START Data in this exercise

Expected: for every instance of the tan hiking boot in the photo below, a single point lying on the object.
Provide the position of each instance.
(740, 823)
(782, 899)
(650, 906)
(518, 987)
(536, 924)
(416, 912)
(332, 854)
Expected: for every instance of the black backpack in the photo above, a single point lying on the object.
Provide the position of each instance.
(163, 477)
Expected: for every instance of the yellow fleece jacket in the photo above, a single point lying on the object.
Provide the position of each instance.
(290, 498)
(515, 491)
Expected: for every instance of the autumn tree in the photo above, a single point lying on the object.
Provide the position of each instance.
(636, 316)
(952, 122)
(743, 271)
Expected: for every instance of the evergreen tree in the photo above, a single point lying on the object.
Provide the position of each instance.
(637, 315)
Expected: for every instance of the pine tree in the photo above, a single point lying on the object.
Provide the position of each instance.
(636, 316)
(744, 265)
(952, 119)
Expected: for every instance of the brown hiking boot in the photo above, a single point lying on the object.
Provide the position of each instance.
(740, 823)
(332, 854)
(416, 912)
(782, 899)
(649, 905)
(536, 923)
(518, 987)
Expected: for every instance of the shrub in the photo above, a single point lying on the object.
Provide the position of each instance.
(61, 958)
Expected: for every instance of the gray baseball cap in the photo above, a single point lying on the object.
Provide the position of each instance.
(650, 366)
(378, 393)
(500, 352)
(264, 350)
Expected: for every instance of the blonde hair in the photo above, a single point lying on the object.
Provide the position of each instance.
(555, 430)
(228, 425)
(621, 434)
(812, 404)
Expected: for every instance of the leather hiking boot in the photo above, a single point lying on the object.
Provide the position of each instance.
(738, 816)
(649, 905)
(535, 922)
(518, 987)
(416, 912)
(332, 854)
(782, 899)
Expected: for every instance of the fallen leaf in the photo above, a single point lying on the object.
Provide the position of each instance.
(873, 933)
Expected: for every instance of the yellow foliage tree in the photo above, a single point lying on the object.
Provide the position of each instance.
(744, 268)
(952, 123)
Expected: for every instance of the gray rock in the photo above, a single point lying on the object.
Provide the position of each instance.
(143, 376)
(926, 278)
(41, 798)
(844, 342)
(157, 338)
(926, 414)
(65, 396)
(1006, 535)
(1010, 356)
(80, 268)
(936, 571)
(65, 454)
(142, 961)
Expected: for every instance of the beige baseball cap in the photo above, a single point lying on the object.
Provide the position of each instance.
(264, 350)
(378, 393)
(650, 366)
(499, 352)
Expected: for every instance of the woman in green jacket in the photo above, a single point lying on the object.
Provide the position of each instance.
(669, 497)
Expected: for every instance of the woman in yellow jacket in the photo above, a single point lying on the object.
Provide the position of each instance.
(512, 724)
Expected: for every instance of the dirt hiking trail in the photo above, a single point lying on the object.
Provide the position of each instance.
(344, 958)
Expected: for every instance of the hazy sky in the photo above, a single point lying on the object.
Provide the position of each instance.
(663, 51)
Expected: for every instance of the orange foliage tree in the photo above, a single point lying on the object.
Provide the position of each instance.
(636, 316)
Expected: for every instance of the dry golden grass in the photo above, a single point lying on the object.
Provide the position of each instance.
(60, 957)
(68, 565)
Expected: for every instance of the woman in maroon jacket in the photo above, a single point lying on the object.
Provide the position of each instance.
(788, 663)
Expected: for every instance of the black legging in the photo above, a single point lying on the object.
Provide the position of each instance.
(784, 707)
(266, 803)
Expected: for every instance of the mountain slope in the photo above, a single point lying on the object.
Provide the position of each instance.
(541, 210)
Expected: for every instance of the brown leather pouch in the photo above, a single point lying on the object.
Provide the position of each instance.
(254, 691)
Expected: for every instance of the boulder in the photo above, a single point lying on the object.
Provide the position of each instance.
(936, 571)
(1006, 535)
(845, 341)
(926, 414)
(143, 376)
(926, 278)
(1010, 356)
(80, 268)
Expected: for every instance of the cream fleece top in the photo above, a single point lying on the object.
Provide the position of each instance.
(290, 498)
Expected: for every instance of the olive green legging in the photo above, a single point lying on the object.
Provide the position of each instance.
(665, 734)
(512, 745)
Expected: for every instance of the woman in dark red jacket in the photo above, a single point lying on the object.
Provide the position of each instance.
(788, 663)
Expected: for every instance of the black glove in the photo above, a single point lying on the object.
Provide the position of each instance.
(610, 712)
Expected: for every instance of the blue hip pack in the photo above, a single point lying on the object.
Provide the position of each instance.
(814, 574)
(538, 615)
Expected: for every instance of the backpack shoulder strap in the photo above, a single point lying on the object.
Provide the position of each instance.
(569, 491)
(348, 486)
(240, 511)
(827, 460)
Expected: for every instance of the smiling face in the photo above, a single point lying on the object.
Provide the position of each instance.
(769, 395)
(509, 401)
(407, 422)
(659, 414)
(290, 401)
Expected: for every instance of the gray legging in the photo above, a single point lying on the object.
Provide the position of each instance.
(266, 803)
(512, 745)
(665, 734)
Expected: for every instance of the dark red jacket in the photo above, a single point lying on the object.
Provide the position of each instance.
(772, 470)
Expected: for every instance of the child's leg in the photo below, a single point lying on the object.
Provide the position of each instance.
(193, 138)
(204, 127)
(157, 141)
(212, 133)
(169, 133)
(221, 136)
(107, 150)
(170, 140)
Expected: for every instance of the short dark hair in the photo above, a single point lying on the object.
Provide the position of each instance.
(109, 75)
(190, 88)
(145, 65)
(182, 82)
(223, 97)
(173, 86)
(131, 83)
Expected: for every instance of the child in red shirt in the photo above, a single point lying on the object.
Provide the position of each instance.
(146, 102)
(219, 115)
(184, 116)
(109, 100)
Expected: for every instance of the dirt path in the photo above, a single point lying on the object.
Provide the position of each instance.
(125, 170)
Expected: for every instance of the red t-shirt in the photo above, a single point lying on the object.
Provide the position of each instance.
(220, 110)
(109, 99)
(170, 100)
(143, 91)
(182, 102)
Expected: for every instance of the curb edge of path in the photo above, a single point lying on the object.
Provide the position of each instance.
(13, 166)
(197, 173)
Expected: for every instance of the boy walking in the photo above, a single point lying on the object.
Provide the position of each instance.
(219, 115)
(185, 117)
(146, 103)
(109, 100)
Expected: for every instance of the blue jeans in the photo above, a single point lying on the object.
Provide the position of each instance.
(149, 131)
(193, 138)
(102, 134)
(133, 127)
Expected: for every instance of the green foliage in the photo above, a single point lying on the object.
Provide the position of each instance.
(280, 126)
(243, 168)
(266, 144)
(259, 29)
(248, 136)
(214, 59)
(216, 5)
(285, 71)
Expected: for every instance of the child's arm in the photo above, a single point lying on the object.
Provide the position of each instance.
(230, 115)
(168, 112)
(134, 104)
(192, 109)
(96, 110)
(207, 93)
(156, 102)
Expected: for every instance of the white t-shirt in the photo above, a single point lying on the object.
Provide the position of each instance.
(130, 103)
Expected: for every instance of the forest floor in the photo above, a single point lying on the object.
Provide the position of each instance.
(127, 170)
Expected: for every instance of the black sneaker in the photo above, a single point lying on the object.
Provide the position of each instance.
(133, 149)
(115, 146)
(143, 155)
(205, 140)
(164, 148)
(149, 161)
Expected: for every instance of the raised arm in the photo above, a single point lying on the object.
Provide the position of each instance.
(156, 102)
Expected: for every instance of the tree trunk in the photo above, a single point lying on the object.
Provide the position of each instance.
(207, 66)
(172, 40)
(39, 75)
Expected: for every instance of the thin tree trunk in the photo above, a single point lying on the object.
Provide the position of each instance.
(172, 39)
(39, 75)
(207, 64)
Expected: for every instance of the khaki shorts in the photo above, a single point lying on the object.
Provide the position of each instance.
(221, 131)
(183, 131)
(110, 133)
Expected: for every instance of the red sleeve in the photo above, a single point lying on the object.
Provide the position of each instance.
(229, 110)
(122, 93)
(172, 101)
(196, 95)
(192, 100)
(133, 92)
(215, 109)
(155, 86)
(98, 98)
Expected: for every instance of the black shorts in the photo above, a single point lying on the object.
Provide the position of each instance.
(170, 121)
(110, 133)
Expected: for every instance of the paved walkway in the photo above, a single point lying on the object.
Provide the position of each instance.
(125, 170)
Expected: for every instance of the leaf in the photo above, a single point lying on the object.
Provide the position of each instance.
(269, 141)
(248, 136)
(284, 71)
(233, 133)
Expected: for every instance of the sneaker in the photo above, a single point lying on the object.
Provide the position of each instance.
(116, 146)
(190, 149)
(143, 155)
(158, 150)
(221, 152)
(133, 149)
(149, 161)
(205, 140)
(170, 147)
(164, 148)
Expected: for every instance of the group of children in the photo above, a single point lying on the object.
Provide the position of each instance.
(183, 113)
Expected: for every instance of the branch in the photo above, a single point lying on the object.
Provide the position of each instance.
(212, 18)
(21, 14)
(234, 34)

END Data in this exercise

- _Task details_: Would you please repeat exactly the lines above, starting at the line with "Expected: for every instance of the cream" and stopping at the line with "Expected: for every instance of the olive", both included?

- _Task result_:
Expected: for every instance of the cream fleece top in the photo above, a single point lying on the object.
Provide the position of each instance.
(290, 498)
Expected: for every instance of the olive green legging in the photo above, a single point lying on the object.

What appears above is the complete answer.